● **EXTRAIT DU DOCUMENT**:
━━━━━━━━━━━━━━━━━━━━

Au bout de quelques mois ils se rendent compte qu'ils ne pourront jamais aimer cette enfant qui ne correspond pas à leur idéal. Ils décident de la rendre, mais Charonne se montre tellement tendre devant la juge qu'ils ne peuvent que la ramener chez eux,
"J'attrape leurs mains respectives, celle de Gladys cramponnée au bord de la table et celle de Régis mollement posée dans son giron, puis sous l’œil expert en amour filial de Mme la directrice, je les porte à mes joues rebondies."
à la grande joie de Nelly la grand-mère, mère de Gladys, qui s'occupe beaucoup de Charonne pendant que ses pseudo- parents se baladent dans le monde entier, la petite fille et la vieille dame s'entendent à merveille sous les yeux dépités de Gladys qui hait Charonne, elle est trop noire, trop grosse, déteste ses fesses énormes qui sont dignes d'une Vénus hottentote ; elle la trouve calculatrice, rusée.
Il y a aussi le grand-père raciste, le deuxième mari de Nelly, Charlie qui est le père de Régis, il amène Gladys avec lui dans des bars qui regorgent de vieux racistes, Charonne se tait en entendant toutes sortes de qualificatifs, leurs sarcasmes, la petite fille sait se protéger de l'hostilité des autres. 
Tout le monde vit sous le même toit, dans une très belle maison à Marseille, grands-parents, parents, Charonne.

Charonne se déplace dans cette maison avec légèreté, en côtoyant tous les objets précieux glanés chez les antiquaires, la maison regorge de trésors, certains seront la proie du fils de la domestique Philippine et Gladys accusera Charonne.

Ce livre est composé de trois parties, trois femmes parlent.
Charonne, Nelly, Gladys
.
Nelly a été une star du cinéma, deux fois mariée mais très peu mère, elle sera beaucoup plus aimante avec Charonne qui est sa petite-fille sans l'être.
Nelly voit Charlie s'enfoncer chaque jour dans sa démence sénile et Charonne est un soutien.

Gladys est pleine de rancoeur, égoïste, cynique, jalouse, elle pense avoir formé avec Régis le couple parfait loin des turpitudes du monde, ils visitent des monastères à la recherche d'une vie loin des biens matériels, loin des autres.
Ils partent au Bouthan six mois par an à la recherche du bonheur éternel.

Charonne est la bienveillance incarnée mais incomprise. Une belle énergie dans cette maison où les habitants sont en train de se décomposer entre la haine et l'amour. Elle est vivante et certains humains n'aiment pas les gens vivants, ils les renvoient à leur incapacité d'être heureux.

━━━━━━━━━━━━━━━━━━━━

Entrées d'un jeu de données
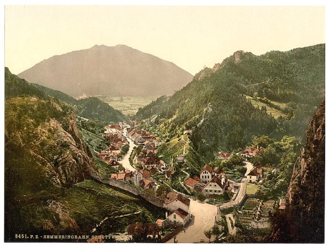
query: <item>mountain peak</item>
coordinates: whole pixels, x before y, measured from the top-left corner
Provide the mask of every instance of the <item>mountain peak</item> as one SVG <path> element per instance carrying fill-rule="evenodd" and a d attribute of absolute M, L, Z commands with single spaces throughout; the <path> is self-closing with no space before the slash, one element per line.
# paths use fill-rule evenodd
<path fill-rule="evenodd" d="M 235 59 L 235 62 L 237 62 L 241 59 L 245 53 L 245 52 L 242 50 L 239 50 L 235 52 L 233 55 L 234 59 Z"/>
<path fill-rule="evenodd" d="M 74 97 L 170 95 L 193 78 L 171 62 L 122 44 L 53 56 L 18 76 Z"/>

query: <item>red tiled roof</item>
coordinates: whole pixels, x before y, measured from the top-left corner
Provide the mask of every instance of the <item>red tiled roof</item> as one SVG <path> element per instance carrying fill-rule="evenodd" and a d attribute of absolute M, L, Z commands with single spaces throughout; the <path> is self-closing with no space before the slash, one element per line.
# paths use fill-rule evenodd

━━━━━━━━━━━━━━━━━━━━

● **PROBLÈME POSÉ 1**: D'après l'extrait consacré à Charonne, dans quelle ville se trouve la maison où vit toute la famille ?
● **PROBLÈME POSÉ 2**: Prolongez l'extrait consacré à Charonne en reprenant après sa dernière phrase.

● **RÉPONSE FINALE 1**: Elle se trouve à Marseille.

● **RÉPONSE FINALE 2**:
J'ai relevé quelques passages :
"L'un des grands avantages de la négligence parentale, c'est qu'elle habitue les enfants à se tenir non négligeables. Une fois adultes, ils auront pris le pli et seront d'un commerce aisé, faciles à satisfaire, contents d'un rien. A l'inverse, ceux qu'on aura élevés dans le sentiment trompeur qu'ils sont quelque chose multiplieront à l'infini les exigences affectives, s'offusqueront au moindre manquement et n'auront de cesse qu'ils ne vous pourrissent l'existence. Faites le test"

Charonne qui n'est pas désirée par ces parents d'adoption, fera tout pour se faire aimer, elle sera "d'un commerce aisé".

Gladys, toujours insatisfaite, aigrie :

"Mon père m'a tuée, mais c'est ce que font tous les pères. Mon père m'a tuée, mais ma mère avait commencé avant, et comme je ne suis pas morte, on a bien le crime parfait (...)."

«Je ne veux ni de son plan de sauvetage, ni de son mode d’emploi, et la vie de toute façon, je ne saurais qu’en faire, sauf à la recommencer du début.»

Nelly :
"Mais autant que ça se sache et que les jeunes générations soient averties : rien n'y fait. Avec un lifting, on a l'air d'une vieille au menton pointu, avec le Botox, on a l'air d'une vieille au front lisse.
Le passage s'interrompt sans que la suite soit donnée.